Exercise material section start
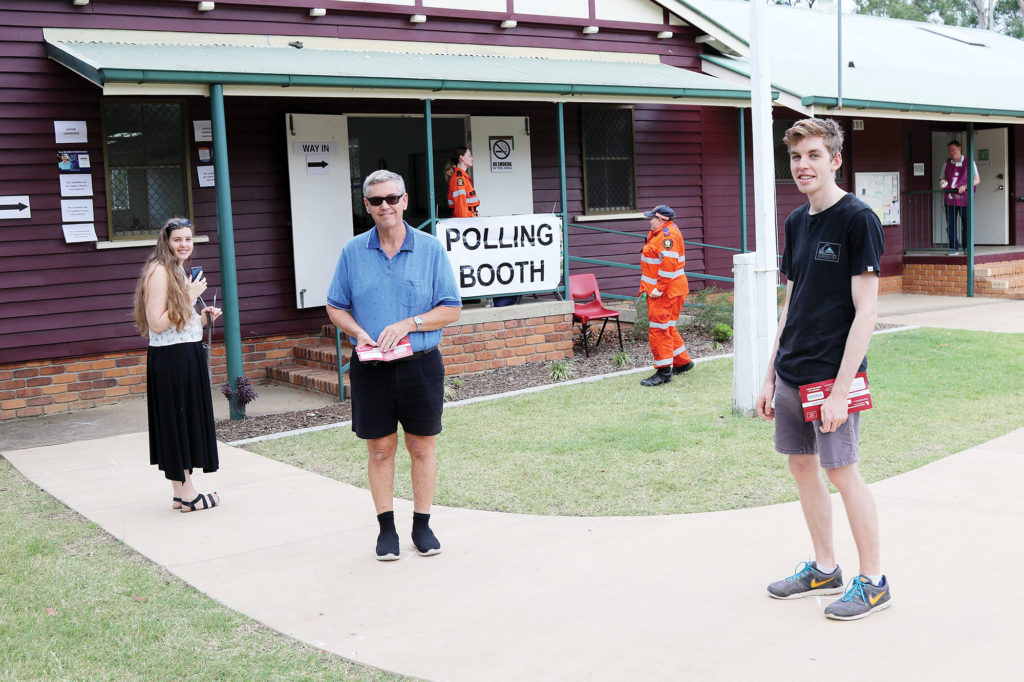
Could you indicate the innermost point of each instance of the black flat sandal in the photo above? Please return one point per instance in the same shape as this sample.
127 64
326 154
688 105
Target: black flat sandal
208 502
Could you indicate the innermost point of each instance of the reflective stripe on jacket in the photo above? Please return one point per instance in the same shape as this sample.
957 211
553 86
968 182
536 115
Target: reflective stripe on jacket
663 262
462 198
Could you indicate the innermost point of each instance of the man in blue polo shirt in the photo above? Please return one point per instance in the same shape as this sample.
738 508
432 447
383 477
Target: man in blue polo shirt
392 282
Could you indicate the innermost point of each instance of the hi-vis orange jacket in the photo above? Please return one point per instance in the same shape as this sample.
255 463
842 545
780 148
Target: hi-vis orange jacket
663 262
462 198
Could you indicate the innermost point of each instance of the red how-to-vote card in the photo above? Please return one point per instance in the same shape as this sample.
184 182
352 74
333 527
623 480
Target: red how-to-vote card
812 395
375 354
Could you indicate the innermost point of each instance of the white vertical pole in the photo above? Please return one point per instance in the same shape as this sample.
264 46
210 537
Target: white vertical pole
758 344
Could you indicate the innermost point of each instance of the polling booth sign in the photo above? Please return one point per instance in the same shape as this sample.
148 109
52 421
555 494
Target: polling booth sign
504 255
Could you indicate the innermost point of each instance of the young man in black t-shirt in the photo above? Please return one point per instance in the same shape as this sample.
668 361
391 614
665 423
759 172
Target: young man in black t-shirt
833 250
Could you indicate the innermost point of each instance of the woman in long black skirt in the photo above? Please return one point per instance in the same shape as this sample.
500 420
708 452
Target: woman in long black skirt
181 427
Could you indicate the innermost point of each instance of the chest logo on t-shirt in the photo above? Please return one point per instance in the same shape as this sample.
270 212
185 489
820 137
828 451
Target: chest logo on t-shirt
827 251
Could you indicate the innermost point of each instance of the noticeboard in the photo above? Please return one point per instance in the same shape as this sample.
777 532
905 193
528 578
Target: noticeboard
881 192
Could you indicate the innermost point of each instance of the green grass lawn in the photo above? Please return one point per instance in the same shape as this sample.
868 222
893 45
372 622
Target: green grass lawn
616 448
76 604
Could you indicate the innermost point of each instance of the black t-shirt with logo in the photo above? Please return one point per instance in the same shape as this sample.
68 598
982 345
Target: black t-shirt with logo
822 253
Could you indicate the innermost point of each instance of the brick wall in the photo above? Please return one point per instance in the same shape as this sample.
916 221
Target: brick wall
892 285
935 279
44 387
475 346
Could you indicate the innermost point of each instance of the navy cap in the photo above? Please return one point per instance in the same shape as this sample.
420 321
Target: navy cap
663 210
Exercise material section end
* _Exercise_
Keep the pictures out and print all the records exactly as they are.

* _Exercise answer_
Could you indicate the innermost point of each instance of the black flat sandal in the photo above? Please return one point per instance in the same shape as this sample.
127 64
326 154
688 105
Target: black flat sandal
208 502
Could you indicate the innermost point of each instance of the reflective stripe on jacket in the photo above? Please return one point per instance in the same shape as this sample.
957 211
553 86
968 182
536 115
Target: reflective stripe on jacket
663 262
462 198
Could you indicate the innermost point of each instance of the man in blue polo shirt in the photo above? Please return one point per instance in the same shape as this sample.
738 508
432 447
383 477
Target: man in blue polo shirt
392 282
Could you indicate the innermost point of each instance of the hi-vis orange jacket in the photo above? Please return one point per instance in the same shape as this sample.
255 463
842 545
780 148
Target: hi-vis orange jacket
663 262
462 198
Could you indicate the innermost point of each instance of the red how-to-vote card in the photo above? Please return one point per instance in the same shape as this sample.
184 182
352 74
333 527
623 480
Target: red how-to-vote card
812 395
375 354
Could you indicate the innermost point of each instance of the white vertical pole in the photo above? Please return one point per instance in the same shape as this sample.
264 46
210 537
Target: white vertical pole
758 344
Could you indicate the innermost point of each instance of the polling booth sign in the photo above? Please return one point per instance in the same shape as this sample.
148 109
52 421
555 494
Target: polling booth sign
504 255
Could you indicate the innermost point of each instance of the young man in black t-shirt in the photo above? Please return one point per instance in the same shape as this sample.
668 361
391 614
665 423
759 172
Target: young man in black t-shirt
833 250
Could you indicate the innermost point of each instance of the woman in long black skirt in the photo above? Please return one point per instance in the same shape as this sample.
500 420
708 452
Target: woman in long black skirt
181 427
Could you indicate the innermost point of each instance of the chest logo on t-shirt in the photo above? Please return one point per instance in the same shape as this sample.
270 212
185 489
820 137
828 451
Target: chest logo on t-shirt
827 251
Could you indicate the innermost point of each instance of the noticeboard in the photo above? Please return one point per instance in the same shape as this sample.
777 532
905 193
528 578
Target: noticeboard
881 192
Could you indicate the innermost point of each instance of the green grass lawn in the photo above? Please return one point per instance in the same shape as this sample.
868 222
893 45
372 622
Target: green grass lawn
616 448
76 604
Could you indicate the innermost point of each instance of the black t-shirt with logo in the photo above? Please return one point per instance in the same shape as this sample.
68 598
982 345
Target: black t-shirt with logo
822 253
Could you indicate the innermost point of each instance of the brick wall in the photo above? Please return one point per instance in the same shape as this sample.
916 221
Target: brick wall
892 285
935 279
44 387
475 346
Could you indicate the innermost point of each instance of the navy cap in the photo above? Please return one point per instance in the same shape as this sample.
420 321
Target: navy cap
663 210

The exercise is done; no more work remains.